# Direction 1
Pull out every line of the listing that contains the string "flooded". Matching is case-sensitive.

# Text passage
(begin)
I was thinking about giving P90x a try since some of you had good results from that in the other thread. But I don't know if I should be trying to build or cut? Like I said I'm like the worst of both worlds.


----------



## JimmyDeansRetartedCousin (Nov 28, 2009)

I'd advise you to bulk. It's difficult to look big or cut with our sort of frame (I'm 6ft 2" 190) until you get to 200 or over.

You're not eating enough for breakfast.

I would cut out the honey loops (made FROM wholegrain) and just eat porridge or a quality meusli with nuts in it. You can buy a big bag of oats from the supermarket for about 30p. Oats are an excellent source of unrefined complex carbohydrate, eat them. Eat them all.

Also for your breakfast I would eat some wholegrain toast with organic peanut butter on it (the kind with no added tar or sugar) It's really calorific (for years aid workers in africa tried to find a way of creating a suitable food stuff to feed to malnourished children. They attempted to freezedry milk in a thousand different ways but eventually they just used peanut butter =).
(end)
# Data shown
(begin)
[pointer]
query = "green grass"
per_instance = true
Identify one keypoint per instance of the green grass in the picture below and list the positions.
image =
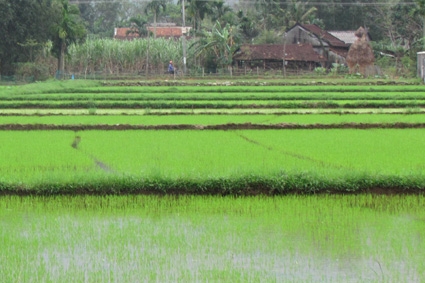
(212, 161)
(174, 239)
(212, 119)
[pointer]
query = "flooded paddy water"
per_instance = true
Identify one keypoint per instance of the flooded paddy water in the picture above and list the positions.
(327, 238)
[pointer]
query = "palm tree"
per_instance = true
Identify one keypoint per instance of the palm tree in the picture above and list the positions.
(196, 10)
(68, 30)
(155, 6)
(138, 26)
(219, 9)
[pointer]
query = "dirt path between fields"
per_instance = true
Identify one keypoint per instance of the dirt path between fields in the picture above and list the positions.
(292, 154)
(229, 126)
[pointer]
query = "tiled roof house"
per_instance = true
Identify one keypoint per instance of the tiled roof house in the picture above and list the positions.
(272, 56)
(169, 31)
(323, 42)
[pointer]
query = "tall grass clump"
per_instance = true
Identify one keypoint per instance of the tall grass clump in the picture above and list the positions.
(116, 57)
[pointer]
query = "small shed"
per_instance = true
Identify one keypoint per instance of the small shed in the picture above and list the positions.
(165, 31)
(273, 56)
(324, 43)
(421, 65)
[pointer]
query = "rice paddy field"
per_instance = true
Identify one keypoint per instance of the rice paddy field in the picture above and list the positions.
(212, 182)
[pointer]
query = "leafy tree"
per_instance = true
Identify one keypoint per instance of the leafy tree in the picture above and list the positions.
(69, 29)
(196, 10)
(138, 26)
(218, 11)
(24, 28)
(419, 10)
(248, 27)
(297, 12)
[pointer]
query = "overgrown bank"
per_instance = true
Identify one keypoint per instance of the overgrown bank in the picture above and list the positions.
(282, 184)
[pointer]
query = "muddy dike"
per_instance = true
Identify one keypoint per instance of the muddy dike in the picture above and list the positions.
(252, 82)
(284, 184)
(229, 126)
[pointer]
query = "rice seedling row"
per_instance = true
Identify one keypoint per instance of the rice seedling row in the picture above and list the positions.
(236, 162)
(143, 96)
(214, 104)
(150, 238)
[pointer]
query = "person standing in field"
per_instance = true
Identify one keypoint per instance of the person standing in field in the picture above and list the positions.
(171, 68)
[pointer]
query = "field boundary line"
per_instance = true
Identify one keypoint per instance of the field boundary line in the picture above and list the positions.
(229, 126)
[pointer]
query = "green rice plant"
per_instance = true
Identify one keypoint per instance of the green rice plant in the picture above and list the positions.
(202, 238)
(224, 162)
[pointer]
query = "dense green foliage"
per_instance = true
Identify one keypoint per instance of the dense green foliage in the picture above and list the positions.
(31, 30)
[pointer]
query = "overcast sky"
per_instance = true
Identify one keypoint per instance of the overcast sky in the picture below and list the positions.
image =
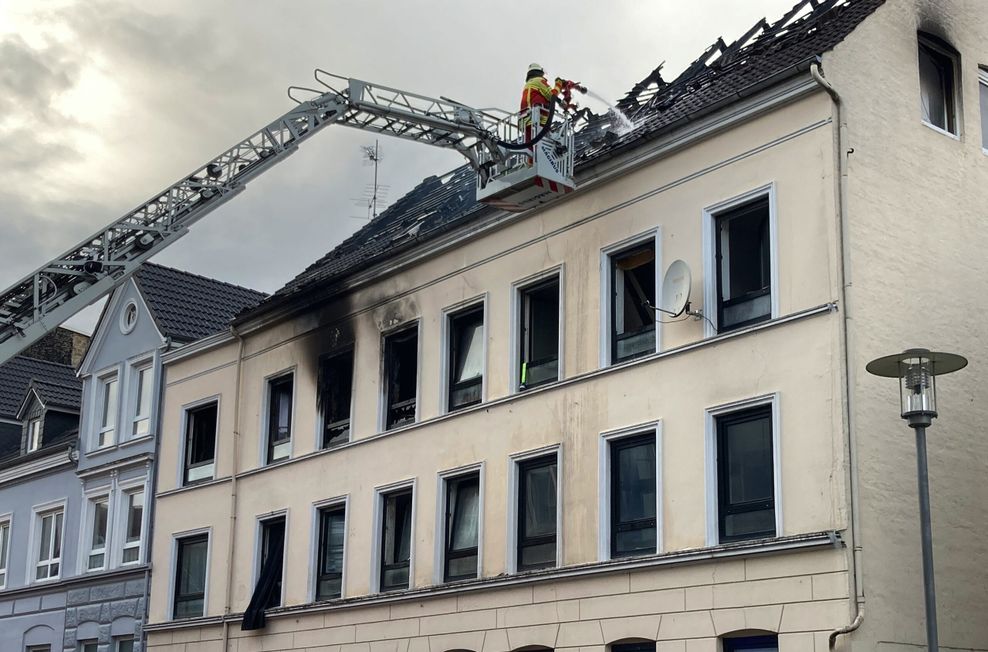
(end)
# Direction 2
Which foods does the reply in the forum thread directly tell the reader to eat? List each one in the reply's own wording.

# Correct output 1
query = "flooded paddy water"
Identify one keypoint per instance of the flooded paddy water in the picture above and list the positions.

# Correct output 2
- porridge
- a quality meusli with nuts in it
- oats
- wholegrain toast with organic peanut butter on it